▸ 練習課題:
1 - 画像を扱うノウハウの文章に出てくる画像の縦横サイズをすべて挙げてください。同じサイズは一度だけ書いてください。
2 - 画像を扱うノウハウの文章を、最後の文の後から書き継いでください。

------ ページ本文

画像を扱うノウハウ



 インターネットのホームページをいろいろ見てまわると、画像データの表示がとても遅いものに出会うことがある。

 テレホーダイタイムなどで、しかも反応が遅いサーバだったりすると特にその傾向は強いが、そうでなくても画像の表示がノロノロしているような時は、そのホームページを作った人が、画像表示の方法を間違えていることが多い。



 悪気があって取り上げるのではないが、たとえばこんなページなどが、その例である。(知り合いなので勘弁してください^^;)

 Internet Explorerでは確認するのがめんどうだが、Netscape Navigatorをお使いの方は、画像の上で右クリックをして「画像を表示」にしてみると、その画像が本来の大きさで表示される。

 上で例にあげたページでは、本当はパソコンのディスプレイいっぱいに表示されるような大きな画像を、見た目だけは小さくして表示しているのである。

 当然のことながら縦横サイズの大きな画像データは、ファイルサイズそのものが大きくなるから、たとえ見た目は小さく表示されようとも、ファイルをダウンロードするために時間がかかるので、表示のための時間がかかってしまう。



 このページでも実験してみよう。

 まずは、下の画像をご覧いただきたい。



 これが本来の画像サイズ(400×250)である。JPGデータで、サイズは31KBある。

 設定のしかたによっては、同じ画像を次のように表示することも可能である。



 これは、見た目では縦横半分のサイズ(200×125)になっているが、もとになっているファイルは、上のものと共通である。(Netscape Navigatorをお使いの方は右クリックで「画像を表示」にしてみれば確認できるだろう)

 したがって、サーバからファイルをダウンロードして表示させるためには、上の画像と同じだけの時間がかかってしまう。

 時間がかかるだけではなく、見た通り、画質も大幅に落ちてしまうので、とても無駄が多い。



 もっとも、このように「サイズを好きなように指定できる」という機能を使って、小さいサイズの画像を大きく表示するということも可能である。下がその例である。



 これも表示しているのは、最初の画像と同じファイルである。

 ここでは、もともと400×250のサイズを、見た目だけは1.5倍にして、600X375にしてみた。(これもNetscape Navigatorだと右クリックで確認できる)

------------
------ 提供データ

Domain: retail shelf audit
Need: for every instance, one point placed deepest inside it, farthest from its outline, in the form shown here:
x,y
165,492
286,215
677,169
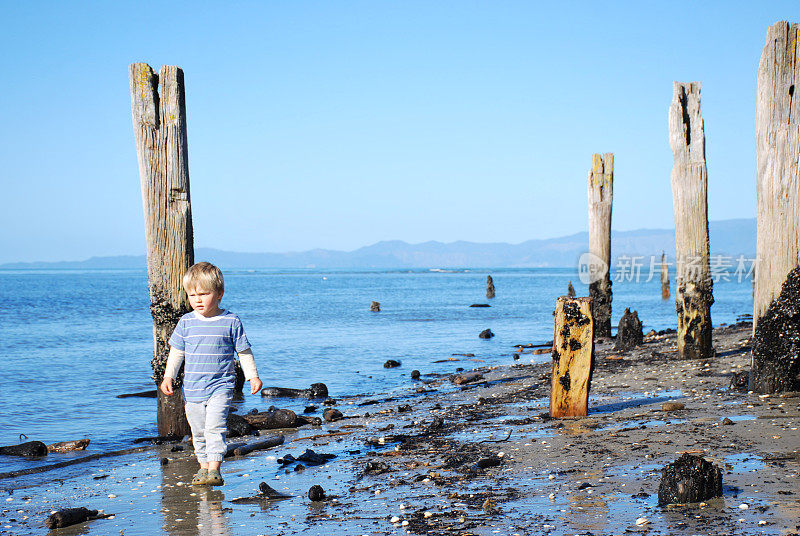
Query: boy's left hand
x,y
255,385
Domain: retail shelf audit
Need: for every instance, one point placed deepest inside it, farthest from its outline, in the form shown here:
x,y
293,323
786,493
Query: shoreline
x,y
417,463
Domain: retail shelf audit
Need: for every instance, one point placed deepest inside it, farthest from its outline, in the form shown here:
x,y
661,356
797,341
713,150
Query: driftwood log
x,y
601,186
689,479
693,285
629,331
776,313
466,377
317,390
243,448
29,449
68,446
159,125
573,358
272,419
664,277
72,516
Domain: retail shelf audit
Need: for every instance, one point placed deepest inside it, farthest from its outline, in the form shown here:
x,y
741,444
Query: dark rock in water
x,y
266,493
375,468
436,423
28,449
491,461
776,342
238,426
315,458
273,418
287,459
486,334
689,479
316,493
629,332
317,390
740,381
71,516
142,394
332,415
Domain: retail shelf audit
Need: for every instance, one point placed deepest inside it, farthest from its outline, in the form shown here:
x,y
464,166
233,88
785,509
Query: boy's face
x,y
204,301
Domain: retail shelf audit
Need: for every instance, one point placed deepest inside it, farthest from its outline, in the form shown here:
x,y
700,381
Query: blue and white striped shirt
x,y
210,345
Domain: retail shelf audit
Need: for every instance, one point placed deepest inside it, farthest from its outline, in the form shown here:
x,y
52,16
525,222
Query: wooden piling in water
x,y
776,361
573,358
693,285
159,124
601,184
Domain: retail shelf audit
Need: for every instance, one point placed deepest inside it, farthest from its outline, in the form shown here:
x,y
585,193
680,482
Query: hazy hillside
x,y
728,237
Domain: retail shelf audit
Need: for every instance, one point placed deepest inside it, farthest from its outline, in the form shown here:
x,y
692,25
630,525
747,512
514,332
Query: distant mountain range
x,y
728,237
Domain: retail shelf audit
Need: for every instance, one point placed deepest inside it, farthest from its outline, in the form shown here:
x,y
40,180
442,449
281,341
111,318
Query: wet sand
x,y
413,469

------------

▸ 解答:
1 - 400×250、200×125、600X375

2 -
 もともと600X375のサイズの画像を表示するよりも、たしかに表示速度は速くなるのだが、ご覧の通り、画質は劣化する。あまり良い方法とは言えないだろう。



 サイズを自由に指定できるという機能を利用して、もともとの画像の縦横比を変えて表示するという方法も使える。下の画像がその例である。(扱っている画像データは共通である)



 これは、縦のサイズを縮めて、横長に見せた例である。




 こちらは、横幅を縮めて、縦長に見せた例である。



 どちらも使い方によっては効果があるが、画質の面では問題がある。

 やはり、狙った通りのイメージを表示して、表示の速さもスムーズになるようにするためには、画像処理ソフト等を活用して、必要なサイズの画像データを作ってから、ホームページ上で公開するのが理想的である。





 もう一つ、画像を扱う上で興味深い問題がある。

 それは、画像処理を行う際に、BMPファイルの状態で処理をするか、JPGファイルにしてから処理をするかという問題である。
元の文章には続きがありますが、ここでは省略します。